** BEGIN Supplied records **
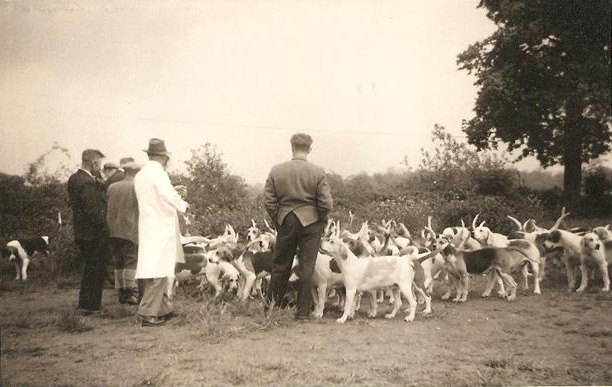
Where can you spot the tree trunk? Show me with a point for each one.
(572, 159)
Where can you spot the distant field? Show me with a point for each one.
(552, 339)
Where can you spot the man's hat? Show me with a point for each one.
(125, 160)
(111, 166)
(157, 147)
(132, 167)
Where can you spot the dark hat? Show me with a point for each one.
(132, 167)
(111, 166)
(125, 160)
(157, 147)
(90, 154)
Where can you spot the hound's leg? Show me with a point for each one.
(584, 280)
(525, 273)
(373, 304)
(502, 290)
(490, 283)
(603, 269)
(511, 284)
(389, 294)
(571, 279)
(356, 304)
(350, 298)
(535, 268)
(24, 269)
(248, 285)
(427, 299)
(17, 270)
(320, 300)
(397, 303)
(405, 288)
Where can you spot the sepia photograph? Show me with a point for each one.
(305, 193)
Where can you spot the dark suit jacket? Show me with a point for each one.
(300, 187)
(88, 204)
(117, 176)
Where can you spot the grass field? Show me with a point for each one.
(556, 338)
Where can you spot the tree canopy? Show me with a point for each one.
(544, 81)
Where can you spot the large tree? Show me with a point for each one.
(544, 82)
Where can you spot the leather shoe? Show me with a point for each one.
(169, 316)
(151, 321)
(131, 300)
(88, 312)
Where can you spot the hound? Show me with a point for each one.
(592, 254)
(21, 252)
(570, 243)
(372, 273)
(498, 261)
(219, 270)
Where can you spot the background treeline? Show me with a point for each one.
(452, 183)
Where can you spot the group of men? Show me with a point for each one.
(134, 212)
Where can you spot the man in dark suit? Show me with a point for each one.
(88, 202)
(298, 199)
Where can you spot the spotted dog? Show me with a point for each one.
(21, 252)
(592, 254)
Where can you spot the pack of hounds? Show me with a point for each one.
(385, 262)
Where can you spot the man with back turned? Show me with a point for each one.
(298, 199)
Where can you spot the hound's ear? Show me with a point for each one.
(225, 254)
(343, 252)
(490, 240)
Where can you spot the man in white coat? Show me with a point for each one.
(159, 236)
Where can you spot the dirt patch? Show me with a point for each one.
(556, 338)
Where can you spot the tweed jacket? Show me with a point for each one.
(300, 187)
(122, 213)
(86, 195)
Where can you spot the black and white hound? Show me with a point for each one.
(21, 252)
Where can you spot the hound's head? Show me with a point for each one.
(10, 253)
(591, 241)
(335, 247)
(603, 233)
(253, 232)
(357, 247)
(230, 281)
(553, 239)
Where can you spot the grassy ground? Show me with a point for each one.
(556, 338)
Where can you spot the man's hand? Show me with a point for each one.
(181, 189)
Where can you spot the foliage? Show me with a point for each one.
(544, 82)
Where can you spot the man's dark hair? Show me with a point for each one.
(91, 154)
(301, 142)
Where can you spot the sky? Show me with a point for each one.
(367, 80)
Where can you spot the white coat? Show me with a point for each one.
(159, 235)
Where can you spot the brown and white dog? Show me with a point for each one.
(592, 253)
(494, 261)
(570, 243)
(21, 252)
(369, 274)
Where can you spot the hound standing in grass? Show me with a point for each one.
(298, 199)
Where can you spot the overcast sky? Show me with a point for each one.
(366, 79)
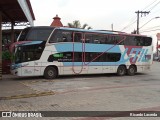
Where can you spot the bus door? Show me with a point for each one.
(78, 66)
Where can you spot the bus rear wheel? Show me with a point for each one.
(131, 70)
(50, 73)
(121, 70)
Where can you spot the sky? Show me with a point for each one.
(100, 14)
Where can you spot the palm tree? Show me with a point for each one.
(77, 24)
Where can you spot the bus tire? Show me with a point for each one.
(131, 70)
(50, 73)
(121, 70)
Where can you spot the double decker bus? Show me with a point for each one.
(52, 51)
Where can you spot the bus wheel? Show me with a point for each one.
(121, 70)
(132, 70)
(50, 73)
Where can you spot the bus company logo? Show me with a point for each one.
(135, 54)
(6, 114)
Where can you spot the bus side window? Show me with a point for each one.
(55, 36)
(77, 37)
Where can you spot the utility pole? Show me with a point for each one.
(142, 13)
(112, 26)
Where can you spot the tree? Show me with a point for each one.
(77, 24)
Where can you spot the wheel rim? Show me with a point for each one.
(121, 71)
(132, 70)
(50, 73)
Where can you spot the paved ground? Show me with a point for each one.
(83, 93)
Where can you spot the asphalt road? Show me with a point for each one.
(105, 92)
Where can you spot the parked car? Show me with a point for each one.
(155, 58)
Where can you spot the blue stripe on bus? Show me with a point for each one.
(87, 47)
(31, 43)
(93, 63)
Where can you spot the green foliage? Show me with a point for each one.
(6, 55)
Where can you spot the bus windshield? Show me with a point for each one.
(35, 34)
(28, 53)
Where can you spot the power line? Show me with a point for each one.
(152, 27)
(132, 22)
(150, 30)
(154, 6)
(149, 4)
(142, 13)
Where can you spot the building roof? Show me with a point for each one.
(16, 11)
(56, 22)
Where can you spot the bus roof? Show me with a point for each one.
(92, 31)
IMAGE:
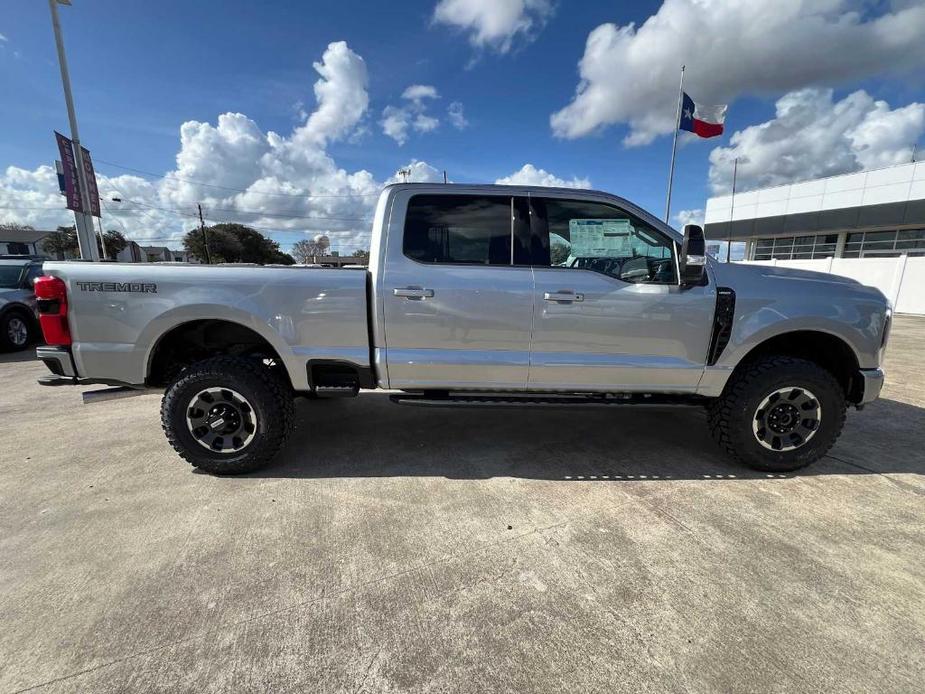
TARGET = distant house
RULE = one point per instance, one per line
(184, 257)
(22, 242)
(132, 253)
(157, 254)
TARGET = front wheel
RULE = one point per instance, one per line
(15, 331)
(227, 415)
(779, 414)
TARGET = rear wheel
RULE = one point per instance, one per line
(779, 414)
(15, 331)
(227, 415)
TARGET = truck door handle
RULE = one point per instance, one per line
(413, 293)
(563, 296)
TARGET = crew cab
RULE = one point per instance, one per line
(478, 295)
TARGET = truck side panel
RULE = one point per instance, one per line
(118, 312)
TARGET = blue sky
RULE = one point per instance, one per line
(140, 70)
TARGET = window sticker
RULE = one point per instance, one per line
(601, 238)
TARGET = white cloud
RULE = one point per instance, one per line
(812, 135)
(495, 24)
(424, 124)
(341, 94)
(397, 121)
(529, 175)
(418, 172)
(688, 217)
(287, 184)
(417, 92)
(457, 116)
(630, 74)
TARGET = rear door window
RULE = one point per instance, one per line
(464, 229)
(605, 239)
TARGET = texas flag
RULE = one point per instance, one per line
(705, 121)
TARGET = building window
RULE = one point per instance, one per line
(885, 244)
(796, 248)
(860, 244)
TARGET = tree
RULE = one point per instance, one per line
(16, 247)
(235, 243)
(115, 243)
(306, 250)
(62, 243)
(15, 226)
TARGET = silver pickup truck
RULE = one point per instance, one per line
(478, 295)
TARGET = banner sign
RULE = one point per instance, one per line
(71, 190)
(90, 177)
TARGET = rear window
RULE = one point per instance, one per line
(11, 276)
(468, 229)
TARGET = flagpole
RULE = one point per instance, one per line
(674, 145)
(735, 173)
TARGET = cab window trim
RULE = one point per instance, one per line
(539, 228)
(511, 233)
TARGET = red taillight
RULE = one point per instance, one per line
(51, 293)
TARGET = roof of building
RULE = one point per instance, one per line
(22, 235)
(890, 197)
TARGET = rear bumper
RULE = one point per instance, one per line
(872, 382)
(58, 360)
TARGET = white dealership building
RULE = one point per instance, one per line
(869, 226)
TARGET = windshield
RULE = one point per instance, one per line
(10, 276)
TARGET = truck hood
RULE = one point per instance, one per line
(772, 281)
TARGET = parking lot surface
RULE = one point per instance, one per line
(405, 549)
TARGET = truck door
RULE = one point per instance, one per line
(457, 292)
(609, 312)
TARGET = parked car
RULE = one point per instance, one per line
(18, 318)
(475, 296)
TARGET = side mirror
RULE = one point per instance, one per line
(693, 260)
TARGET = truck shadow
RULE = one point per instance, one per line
(371, 437)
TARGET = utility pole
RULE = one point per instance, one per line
(674, 145)
(84, 220)
(102, 239)
(205, 238)
(735, 173)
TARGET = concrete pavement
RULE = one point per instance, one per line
(396, 549)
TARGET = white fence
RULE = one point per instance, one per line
(902, 279)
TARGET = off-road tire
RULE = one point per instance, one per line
(731, 416)
(6, 342)
(265, 391)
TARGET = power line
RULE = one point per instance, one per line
(256, 213)
(151, 174)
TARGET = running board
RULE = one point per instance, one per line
(115, 393)
(547, 401)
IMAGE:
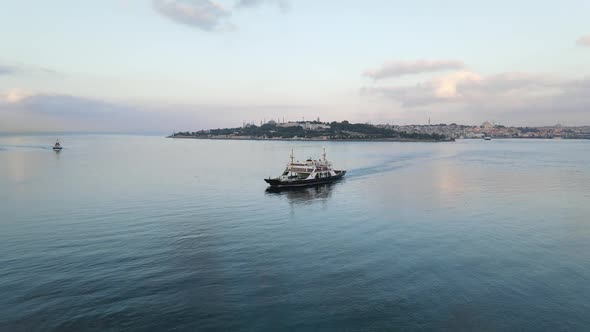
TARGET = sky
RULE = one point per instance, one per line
(171, 65)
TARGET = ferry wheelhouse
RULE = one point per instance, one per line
(311, 172)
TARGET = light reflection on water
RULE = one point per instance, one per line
(136, 233)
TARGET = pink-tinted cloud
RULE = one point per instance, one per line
(401, 68)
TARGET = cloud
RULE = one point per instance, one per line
(510, 91)
(8, 70)
(401, 68)
(44, 112)
(14, 96)
(584, 41)
(283, 5)
(25, 70)
(201, 14)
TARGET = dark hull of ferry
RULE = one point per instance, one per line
(276, 183)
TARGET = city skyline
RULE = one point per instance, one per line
(155, 66)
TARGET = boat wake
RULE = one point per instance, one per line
(386, 165)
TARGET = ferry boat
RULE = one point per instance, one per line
(311, 172)
(57, 146)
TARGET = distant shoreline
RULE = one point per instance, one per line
(312, 139)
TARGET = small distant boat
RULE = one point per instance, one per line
(57, 146)
(311, 172)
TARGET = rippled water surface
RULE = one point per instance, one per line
(147, 233)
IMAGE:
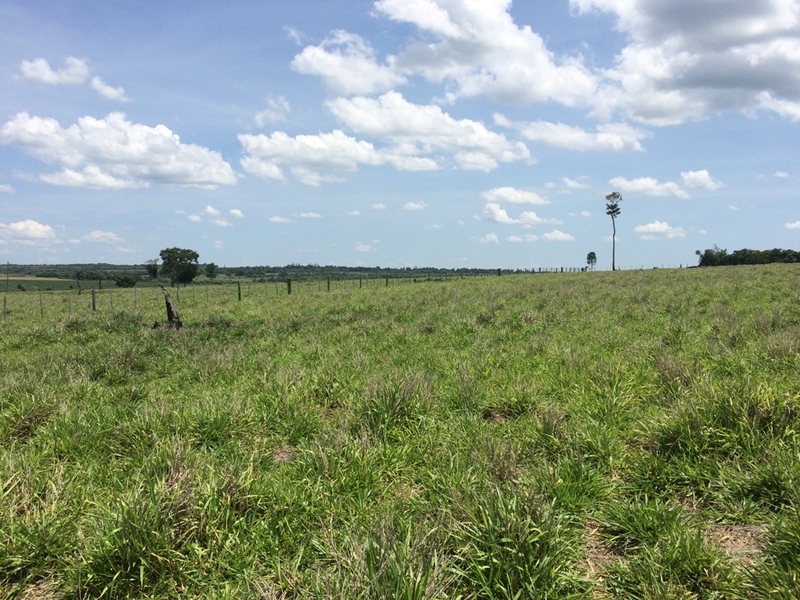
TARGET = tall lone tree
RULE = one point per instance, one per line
(612, 210)
(591, 259)
(179, 264)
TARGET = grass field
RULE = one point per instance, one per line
(588, 435)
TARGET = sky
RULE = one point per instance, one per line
(398, 133)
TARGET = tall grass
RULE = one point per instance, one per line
(544, 436)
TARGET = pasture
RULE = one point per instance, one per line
(585, 435)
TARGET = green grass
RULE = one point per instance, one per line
(586, 435)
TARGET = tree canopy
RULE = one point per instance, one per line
(179, 264)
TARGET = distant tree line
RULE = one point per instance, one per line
(717, 257)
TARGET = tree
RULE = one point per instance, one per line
(152, 268)
(125, 280)
(179, 264)
(591, 259)
(612, 210)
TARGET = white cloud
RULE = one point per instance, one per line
(27, 230)
(305, 155)
(513, 196)
(609, 137)
(108, 92)
(688, 58)
(415, 129)
(558, 236)
(648, 186)
(348, 65)
(519, 239)
(75, 71)
(277, 110)
(573, 184)
(102, 237)
(700, 179)
(493, 212)
(659, 229)
(476, 49)
(113, 153)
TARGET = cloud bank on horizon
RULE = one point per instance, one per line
(449, 115)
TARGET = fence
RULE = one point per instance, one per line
(42, 306)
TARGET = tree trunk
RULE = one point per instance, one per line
(614, 245)
(172, 312)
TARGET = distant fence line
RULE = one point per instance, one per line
(69, 303)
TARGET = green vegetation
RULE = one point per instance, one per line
(718, 257)
(585, 435)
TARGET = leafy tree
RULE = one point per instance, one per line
(179, 264)
(612, 210)
(152, 268)
(125, 280)
(591, 259)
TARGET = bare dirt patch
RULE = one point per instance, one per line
(742, 543)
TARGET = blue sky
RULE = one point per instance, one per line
(399, 133)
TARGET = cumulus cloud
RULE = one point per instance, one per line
(38, 70)
(520, 239)
(113, 153)
(659, 229)
(305, 155)
(415, 129)
(513, 196)
(347, 64)
(476, 49)
(27, 230)
(687, 58)
(108, 92)
(493, 212)
(648, 186)
(608, 137)
(700, 179)
(99, 236)
(557, 236)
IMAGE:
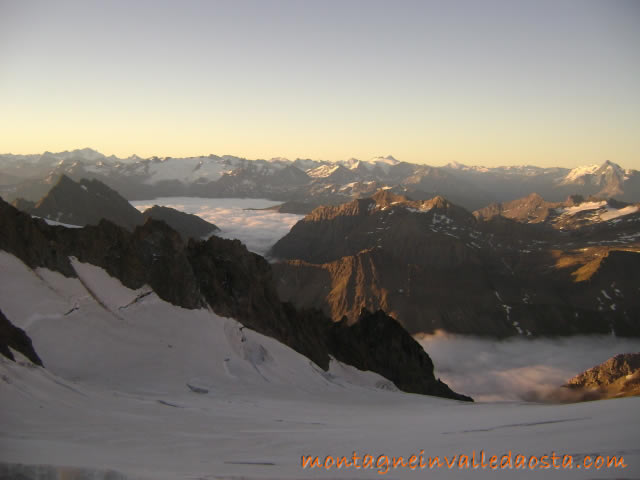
** END Supplied records **
* _Written request_
Gather every line in the records that contains the word "dark", paying attention to case.

* _Output_
Where can you spot the dark hat? Show me with a point for each one.
Where can you spot the dark suit jacket? Show me with a point for each one.
Where can you spot the man in dark suit? Show me with a point for each one.
Where can you spot the man's dark hair? Show me with a point for each one.
TARGET = dark hull of ferry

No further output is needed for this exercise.